Jon Parise took the time to review the actual patch, and came up with a couple of suggestions for improving it.

Sean Coates couldn't see a way for PHP to offer full closure support, given that - unlike Javascript - there is no way in PHP to access the parent scope unless it happens to be the global scope. That said, he liked the syntax Wez proposed for anonymous function declaration, although he had some queries about how it would tokenize. If it went the way he believed it would - with the anonymous function tokenized as T_FUNCTION rather than as T_STRING - it should be possible to compile it at compile time rather than at runtime. Stas agreed that this is a major advantage of the proposal, since it allows the function to be cached.

Thinking it over, though, Sean recognized that create_function() is most often used to create dynamic functions, and sent the discussion back to scoping, noting that variables used by such functions aren't necessarily declared in global scope. Wez had been thinking about ways to get around this too, and suggested a keyword to mark variables used in dynamic functions so that they could be inherited from the lexical scope in which the function was defined:

$ver = phpversion();
$fancyVer = function () { lexical $ver; return "PHP $ver"; };

However, Wez - admitting unfamiliarity with Zend Engine internals - remained uncertain what would happen if the function were called after the hash table representing its scope had been destroyed. He wondered whether it could be solved by storing a reference to $ver when the function is bound, but wasn't sure of the implications of this and suspected that a realistic solution would be far more complex.

Sean liked the idea of using a keyword to grab scope. He went on to explain how closure works in Javascript; the user-defined function maintains access to the parent scope even after the parent would normally have been destroyed. That said, functions in PHP are fundamentally different to functions in Javascript, which are objects that have access to variables from all parent scopes... Stas intervened to point out that variables aren't interpreted by the compiler in any case. Wez suggested that the compiler could make a list of variable names to import and store them in the zend_function struct, allowing the variable reference to be treated in the same way (he believed) as a global variable. Stas explained that global references are actually created at runtime, and binding to scope couldn't work in this way. That said, adding binding capabilities to DECLARE_FUNCTION could work, although it wasn't clear what would happen in the case of a loop - which in itself would be difficult to deal with at compile time. Stas also wondered how variable values might be added to the function symbol table at runtime. Would they be references, or would they be copies?

◆ ◆ ◆ ◆

» PARTS OF THE EXERCISE
A: According to the summary, as what token type did Sean believe the anonymous function would be tokenized?
B: Using the summary, explain why Stas regarded compiling the anonymous function at compile time as a major advantage of the proposal.

Coordinate labeling data:
◆ ◆ ◆ ◆

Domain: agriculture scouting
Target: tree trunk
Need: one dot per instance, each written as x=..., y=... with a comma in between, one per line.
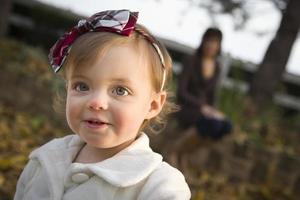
x=273, y=65
x=4, y=16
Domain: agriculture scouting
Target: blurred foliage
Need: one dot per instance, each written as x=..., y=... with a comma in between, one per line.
x=23, y=130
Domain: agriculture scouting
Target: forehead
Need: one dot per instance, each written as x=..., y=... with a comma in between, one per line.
x=122, y=62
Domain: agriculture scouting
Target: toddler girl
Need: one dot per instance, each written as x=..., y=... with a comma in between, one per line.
x=116, y=75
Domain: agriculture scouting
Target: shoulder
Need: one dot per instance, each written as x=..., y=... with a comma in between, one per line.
x=58, y=144
x=164, y=183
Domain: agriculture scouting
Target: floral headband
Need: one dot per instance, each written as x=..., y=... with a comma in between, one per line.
x=116, y=21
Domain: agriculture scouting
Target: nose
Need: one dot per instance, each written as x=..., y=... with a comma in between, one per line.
x=98, y=102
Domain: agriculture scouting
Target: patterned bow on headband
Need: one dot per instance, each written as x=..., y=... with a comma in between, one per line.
x=116, y=21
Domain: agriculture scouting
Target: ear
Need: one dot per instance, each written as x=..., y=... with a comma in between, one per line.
x=156, y=105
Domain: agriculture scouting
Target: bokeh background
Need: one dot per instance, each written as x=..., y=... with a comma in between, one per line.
x=260, y=88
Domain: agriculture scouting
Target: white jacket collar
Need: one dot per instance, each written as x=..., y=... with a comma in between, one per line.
x=126, y=168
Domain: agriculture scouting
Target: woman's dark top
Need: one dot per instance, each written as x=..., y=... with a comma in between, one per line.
x=195, y=91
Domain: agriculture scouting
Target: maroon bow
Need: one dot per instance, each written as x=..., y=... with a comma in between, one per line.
x=116, y=21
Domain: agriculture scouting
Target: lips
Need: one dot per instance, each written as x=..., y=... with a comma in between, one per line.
x=95, y=123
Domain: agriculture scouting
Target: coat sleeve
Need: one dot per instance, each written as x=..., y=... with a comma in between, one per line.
x=26, y=176
x=165, y=183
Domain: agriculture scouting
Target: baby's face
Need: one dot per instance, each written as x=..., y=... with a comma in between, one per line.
x=108, y=101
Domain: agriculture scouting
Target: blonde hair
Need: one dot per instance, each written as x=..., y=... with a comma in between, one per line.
x=89, y=46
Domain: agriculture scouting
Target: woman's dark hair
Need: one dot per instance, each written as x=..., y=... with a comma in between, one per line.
x=210, y=33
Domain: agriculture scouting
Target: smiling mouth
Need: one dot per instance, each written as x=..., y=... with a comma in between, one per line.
x=95, y=123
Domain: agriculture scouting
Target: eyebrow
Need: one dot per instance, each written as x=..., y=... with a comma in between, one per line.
x=121, y=80
x=78, y=76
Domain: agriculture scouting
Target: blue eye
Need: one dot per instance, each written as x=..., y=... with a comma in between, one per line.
x=121, y=91
x=81, y=87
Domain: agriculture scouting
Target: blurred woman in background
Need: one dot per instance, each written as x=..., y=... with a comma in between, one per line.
x=197, y=89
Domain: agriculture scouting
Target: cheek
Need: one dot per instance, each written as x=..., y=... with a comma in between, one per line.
x=130, y=117
x=72, y=110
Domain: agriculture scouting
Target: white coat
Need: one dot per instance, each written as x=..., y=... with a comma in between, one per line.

◆ ◆ ◆ ◆

» ANSWERS FOR THE TASKS
A: As T_FUNCTION rather than as T_STRING.

B: If the anonymous function is tokenized as T_FUNCTION, it can be compiled at compile time rather than at runtime. Stas considered this a major advantage because it allows the function to be cached.